Records contained in a dataset
____________
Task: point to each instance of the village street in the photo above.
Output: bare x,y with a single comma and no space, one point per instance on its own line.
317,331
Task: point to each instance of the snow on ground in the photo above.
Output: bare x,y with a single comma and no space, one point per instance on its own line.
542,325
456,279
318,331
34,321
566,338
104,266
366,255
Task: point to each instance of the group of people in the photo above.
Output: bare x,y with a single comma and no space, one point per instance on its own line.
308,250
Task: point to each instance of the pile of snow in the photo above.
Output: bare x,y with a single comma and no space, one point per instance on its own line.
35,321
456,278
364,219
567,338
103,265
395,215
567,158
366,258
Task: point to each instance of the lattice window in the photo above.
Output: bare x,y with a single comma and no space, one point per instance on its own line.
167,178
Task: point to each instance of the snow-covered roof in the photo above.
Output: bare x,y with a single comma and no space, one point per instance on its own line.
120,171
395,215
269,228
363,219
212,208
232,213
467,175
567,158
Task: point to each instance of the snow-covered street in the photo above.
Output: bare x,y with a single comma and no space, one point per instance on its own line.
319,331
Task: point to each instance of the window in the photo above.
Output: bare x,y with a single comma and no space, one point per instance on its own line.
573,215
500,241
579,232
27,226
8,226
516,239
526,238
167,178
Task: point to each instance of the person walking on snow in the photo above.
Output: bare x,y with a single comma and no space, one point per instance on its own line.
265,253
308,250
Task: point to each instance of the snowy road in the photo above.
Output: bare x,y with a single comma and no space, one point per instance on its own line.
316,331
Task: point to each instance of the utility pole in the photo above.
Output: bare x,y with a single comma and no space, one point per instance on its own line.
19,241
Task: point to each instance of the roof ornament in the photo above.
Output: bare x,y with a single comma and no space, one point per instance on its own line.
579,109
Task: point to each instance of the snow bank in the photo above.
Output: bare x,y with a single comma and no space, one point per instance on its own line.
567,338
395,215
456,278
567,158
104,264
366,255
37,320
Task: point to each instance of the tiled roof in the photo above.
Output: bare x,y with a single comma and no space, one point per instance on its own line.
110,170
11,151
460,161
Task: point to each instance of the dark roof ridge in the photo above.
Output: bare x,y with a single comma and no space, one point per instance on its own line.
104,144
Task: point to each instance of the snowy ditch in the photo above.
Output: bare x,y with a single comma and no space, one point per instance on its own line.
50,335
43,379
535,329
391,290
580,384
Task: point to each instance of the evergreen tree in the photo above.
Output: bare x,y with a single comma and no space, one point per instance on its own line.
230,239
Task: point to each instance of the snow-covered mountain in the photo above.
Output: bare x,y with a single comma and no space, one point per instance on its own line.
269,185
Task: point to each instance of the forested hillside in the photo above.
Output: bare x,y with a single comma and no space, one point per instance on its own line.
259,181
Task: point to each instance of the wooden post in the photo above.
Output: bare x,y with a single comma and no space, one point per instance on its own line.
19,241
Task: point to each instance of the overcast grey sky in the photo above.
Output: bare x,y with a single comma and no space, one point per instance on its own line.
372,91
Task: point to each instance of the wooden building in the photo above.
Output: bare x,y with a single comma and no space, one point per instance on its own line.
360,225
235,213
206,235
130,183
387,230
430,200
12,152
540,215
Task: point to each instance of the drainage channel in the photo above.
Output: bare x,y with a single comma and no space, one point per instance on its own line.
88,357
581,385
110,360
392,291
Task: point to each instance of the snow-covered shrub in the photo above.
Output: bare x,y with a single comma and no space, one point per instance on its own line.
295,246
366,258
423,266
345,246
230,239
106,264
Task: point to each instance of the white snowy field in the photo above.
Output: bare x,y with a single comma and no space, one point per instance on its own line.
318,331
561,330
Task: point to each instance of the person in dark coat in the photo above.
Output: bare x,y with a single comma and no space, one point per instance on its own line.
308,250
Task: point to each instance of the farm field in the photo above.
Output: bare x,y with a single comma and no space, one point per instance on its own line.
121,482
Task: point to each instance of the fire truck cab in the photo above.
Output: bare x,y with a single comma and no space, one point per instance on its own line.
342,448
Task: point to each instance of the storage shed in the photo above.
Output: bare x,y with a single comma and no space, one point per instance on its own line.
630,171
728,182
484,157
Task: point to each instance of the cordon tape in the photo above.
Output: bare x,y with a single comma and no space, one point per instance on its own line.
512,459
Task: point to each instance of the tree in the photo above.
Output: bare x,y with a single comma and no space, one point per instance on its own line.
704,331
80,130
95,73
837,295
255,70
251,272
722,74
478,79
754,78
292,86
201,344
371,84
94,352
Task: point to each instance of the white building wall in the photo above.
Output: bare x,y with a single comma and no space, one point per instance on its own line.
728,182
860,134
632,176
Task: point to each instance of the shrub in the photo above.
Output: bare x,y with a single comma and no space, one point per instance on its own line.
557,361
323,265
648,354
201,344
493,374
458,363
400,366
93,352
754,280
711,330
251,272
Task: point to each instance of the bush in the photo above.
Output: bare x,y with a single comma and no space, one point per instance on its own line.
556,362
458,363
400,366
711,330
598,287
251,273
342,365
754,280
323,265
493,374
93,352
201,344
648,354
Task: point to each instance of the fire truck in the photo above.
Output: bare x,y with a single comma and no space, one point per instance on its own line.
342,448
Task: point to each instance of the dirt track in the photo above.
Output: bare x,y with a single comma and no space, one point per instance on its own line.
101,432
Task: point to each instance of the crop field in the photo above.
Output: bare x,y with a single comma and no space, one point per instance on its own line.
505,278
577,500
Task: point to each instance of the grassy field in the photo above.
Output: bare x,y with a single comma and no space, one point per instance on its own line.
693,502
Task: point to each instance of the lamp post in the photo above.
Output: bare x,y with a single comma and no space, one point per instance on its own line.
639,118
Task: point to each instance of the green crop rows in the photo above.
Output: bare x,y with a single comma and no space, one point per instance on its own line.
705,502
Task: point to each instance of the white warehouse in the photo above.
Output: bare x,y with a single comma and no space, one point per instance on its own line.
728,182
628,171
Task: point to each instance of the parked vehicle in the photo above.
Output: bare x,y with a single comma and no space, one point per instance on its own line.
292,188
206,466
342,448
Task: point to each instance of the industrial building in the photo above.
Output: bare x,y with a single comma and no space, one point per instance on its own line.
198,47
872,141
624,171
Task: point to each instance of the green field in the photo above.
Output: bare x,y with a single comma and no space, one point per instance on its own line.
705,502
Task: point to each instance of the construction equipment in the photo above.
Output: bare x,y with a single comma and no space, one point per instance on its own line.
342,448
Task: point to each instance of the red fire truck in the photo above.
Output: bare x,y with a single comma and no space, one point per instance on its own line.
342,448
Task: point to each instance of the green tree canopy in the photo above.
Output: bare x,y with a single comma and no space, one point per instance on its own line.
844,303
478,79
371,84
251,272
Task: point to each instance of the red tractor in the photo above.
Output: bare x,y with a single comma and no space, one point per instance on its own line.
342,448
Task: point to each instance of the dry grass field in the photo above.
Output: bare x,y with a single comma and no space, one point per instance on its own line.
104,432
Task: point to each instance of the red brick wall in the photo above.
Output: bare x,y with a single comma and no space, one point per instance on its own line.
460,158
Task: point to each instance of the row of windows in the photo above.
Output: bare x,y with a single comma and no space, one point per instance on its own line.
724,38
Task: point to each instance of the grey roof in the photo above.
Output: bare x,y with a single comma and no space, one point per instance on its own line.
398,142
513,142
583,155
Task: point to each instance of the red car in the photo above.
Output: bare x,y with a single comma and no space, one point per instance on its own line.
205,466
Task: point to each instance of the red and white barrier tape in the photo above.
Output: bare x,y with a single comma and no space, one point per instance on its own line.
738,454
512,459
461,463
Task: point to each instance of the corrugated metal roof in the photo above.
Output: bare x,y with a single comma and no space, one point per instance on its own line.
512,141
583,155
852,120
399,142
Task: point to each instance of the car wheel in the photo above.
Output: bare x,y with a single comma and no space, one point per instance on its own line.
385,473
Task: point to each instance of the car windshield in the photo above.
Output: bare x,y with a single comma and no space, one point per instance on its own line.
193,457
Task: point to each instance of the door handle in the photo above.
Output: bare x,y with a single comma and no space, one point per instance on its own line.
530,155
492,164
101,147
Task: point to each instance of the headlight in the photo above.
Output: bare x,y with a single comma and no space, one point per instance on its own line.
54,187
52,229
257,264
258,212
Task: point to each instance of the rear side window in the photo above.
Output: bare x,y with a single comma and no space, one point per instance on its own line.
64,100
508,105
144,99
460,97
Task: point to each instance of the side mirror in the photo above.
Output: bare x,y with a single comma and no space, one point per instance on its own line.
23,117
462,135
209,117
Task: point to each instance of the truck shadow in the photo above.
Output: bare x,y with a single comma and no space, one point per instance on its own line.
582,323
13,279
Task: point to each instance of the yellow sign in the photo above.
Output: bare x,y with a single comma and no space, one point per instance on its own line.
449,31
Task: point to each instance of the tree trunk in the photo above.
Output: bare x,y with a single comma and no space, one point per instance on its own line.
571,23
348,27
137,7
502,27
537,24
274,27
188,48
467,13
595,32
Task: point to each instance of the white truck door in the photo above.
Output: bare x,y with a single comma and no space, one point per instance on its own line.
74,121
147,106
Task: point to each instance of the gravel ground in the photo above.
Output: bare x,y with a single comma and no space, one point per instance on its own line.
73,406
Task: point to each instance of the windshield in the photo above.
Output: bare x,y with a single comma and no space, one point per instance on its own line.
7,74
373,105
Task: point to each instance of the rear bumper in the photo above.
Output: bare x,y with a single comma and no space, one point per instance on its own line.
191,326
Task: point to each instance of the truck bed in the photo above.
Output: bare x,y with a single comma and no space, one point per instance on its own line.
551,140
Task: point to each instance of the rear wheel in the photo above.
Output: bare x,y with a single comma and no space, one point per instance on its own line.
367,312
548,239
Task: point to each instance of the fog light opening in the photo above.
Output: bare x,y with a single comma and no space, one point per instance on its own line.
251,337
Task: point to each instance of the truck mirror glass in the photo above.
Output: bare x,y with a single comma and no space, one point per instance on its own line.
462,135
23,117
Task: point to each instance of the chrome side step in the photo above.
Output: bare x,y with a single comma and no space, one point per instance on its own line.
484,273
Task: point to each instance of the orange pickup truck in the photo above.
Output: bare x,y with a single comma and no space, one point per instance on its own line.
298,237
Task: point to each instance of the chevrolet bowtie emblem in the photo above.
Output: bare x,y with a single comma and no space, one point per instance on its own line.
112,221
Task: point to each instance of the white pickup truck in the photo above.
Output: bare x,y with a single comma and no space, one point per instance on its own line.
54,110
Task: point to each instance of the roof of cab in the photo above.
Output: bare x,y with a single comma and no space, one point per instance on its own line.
____________
Directions for this task:
Quote verbatim the lines of the listing from the line containing "Task: point to each instance of the orange" through the final line of the listing, including both of those lines.

Full response:
Task: point to each instance of the orange pickup truck in the photo above.
Output: bare x,y with a single comma and no space, one point per instance on its own line.
298,237
Task: point to each instance of the chevrolet bowtie emblem in the photo above.
Output: bare x,y with a single comma and no space, one point per instance on its own line.
112,221
Task: point to each instance of the white pickup truck in the photo above.
Output: bare x,y with a single comma and no space, one point per instance on its own line.
54,110
Task: point to each instance of the roof of cab in the photo above.
Output: bare x,y with a single comma and no space, one point per instance on its own line.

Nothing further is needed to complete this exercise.